- [Aim of the task] Nothing should be left out when you copy the entries below.

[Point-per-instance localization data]
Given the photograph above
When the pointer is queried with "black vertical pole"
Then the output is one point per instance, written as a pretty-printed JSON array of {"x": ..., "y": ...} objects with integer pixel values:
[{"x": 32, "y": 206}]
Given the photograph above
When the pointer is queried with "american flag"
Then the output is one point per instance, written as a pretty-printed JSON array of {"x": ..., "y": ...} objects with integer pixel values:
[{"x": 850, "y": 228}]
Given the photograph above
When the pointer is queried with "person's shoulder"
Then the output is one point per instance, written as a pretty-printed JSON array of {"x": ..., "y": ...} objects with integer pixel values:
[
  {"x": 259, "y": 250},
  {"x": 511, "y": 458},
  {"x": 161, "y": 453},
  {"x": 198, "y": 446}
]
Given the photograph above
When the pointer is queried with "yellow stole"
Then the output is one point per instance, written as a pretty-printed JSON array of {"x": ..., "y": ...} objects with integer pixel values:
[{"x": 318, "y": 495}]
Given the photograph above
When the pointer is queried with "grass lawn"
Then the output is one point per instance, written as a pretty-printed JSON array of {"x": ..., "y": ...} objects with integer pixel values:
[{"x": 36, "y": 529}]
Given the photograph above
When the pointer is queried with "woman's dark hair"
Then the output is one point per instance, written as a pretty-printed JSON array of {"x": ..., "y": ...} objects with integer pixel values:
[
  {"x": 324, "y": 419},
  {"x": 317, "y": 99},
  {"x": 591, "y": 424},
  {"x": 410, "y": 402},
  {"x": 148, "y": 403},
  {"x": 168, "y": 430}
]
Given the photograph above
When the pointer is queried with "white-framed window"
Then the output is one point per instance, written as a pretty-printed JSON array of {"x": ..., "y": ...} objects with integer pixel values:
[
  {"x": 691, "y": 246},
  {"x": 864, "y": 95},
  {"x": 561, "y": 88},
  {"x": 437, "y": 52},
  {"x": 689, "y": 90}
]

- [Your response]
Given the photograph above
When the pointer is queried with "black vertical pole"
Then the output is one point per instance, written as a pretty-printed JSON array of {"x": ..., "y": ...} objects with integer pixel values:
[{"x": 32, "y": 206}]
Given the photograph above
When the pointer is queried with "american flag"
Then the output is one point per instance, written as a pretty-printed JSON array of {"x": ..., "y": ...} objects with integer pixel values:
[{"x": 850, "y": 228}]
Given the photograph above
When the pointer is queried with "person's shoulder"
Then the output is one point per instance, written as a pretty-printed JSON array of {"x": ..., "y": ...} objects with integer pixel values:
[
  {"x": 259, "y": 250},
  {"x": 511, "y": 458},
  {"x": 161, "y": 453},
  {"x": 198, "y": 446}
]
Given the photograph above
When the pointer is queried with "yellow stole"
Then the output is one point per instance, written as a pretty-printed JSON array of {"x": ..., "y": ...} objects with integer pixel values:
[{"x": 318, "y": 495}]
Given the photograph above
When the pointer is queried with "grass lawn"
Then the output is one point per instance, written as a pretty-printed JSON array of {"x": ..., "y": ...} objects with integer pixel values:
[{"x": 36, "y": 529}]
Given the photograph above
When the pointer is queried with "woman's dark hair"
Then the output is one point per instance, written as a pretty-printed JSON array of {"x": ..., "y": ...} objects with integer pixel values:
[
  {"x": 324, "y": 419},
  {"x": 317, "y": 99},
  {"x": 591, "y": 424},
  {"x": 410, "y": 402},
  {"x": 148, "y": 403},
  {"x": 168, "y": 430}
]
Given the photograph above
When the pointer is queried with "white-framed window"
Then the output is one point per instance, written as a pretty-printed JSON array of {"x": ..., "y": ...} objects with integer pixel values:
[
  {"x": 691, "y": 246},
  {"x": 864, "y": 95},
  {"x": 561, "y": 88},
  {"x": 437, "y": 52},
  {"x": 689, "y": 90}
]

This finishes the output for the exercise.